→ Work instructions
Could you copy every record below exactly, leaving out the pictures?

[Records from a dataset]
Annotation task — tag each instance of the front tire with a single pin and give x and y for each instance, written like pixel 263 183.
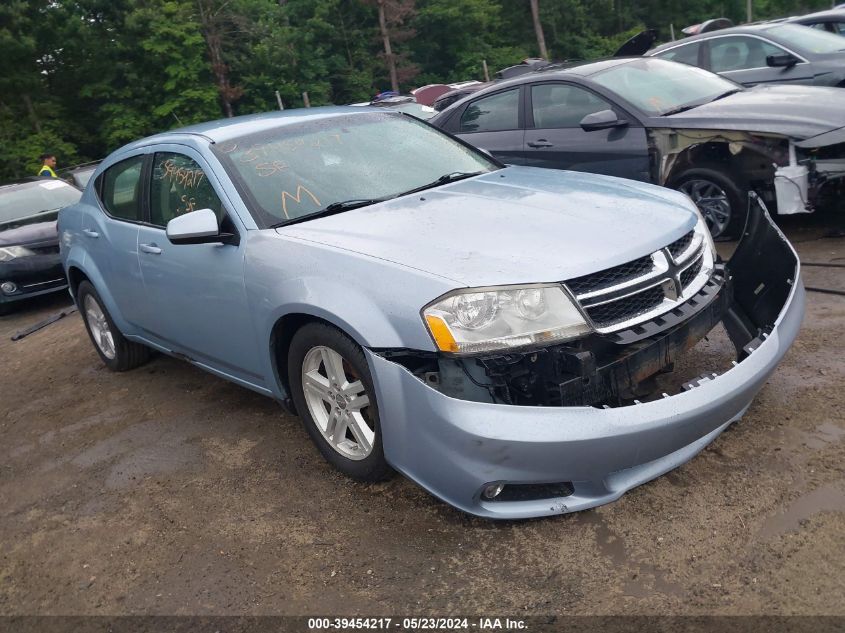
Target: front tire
pixel 722 202
pixel 116 351
pixel 333 392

→ Expected answer
Annotation task — tag each instance of the front tire with a single pin and give x and y for each instance, written like pixel 263 183.
Target: front tire
pixel 722 202
pixel 116 351
pixel 333 392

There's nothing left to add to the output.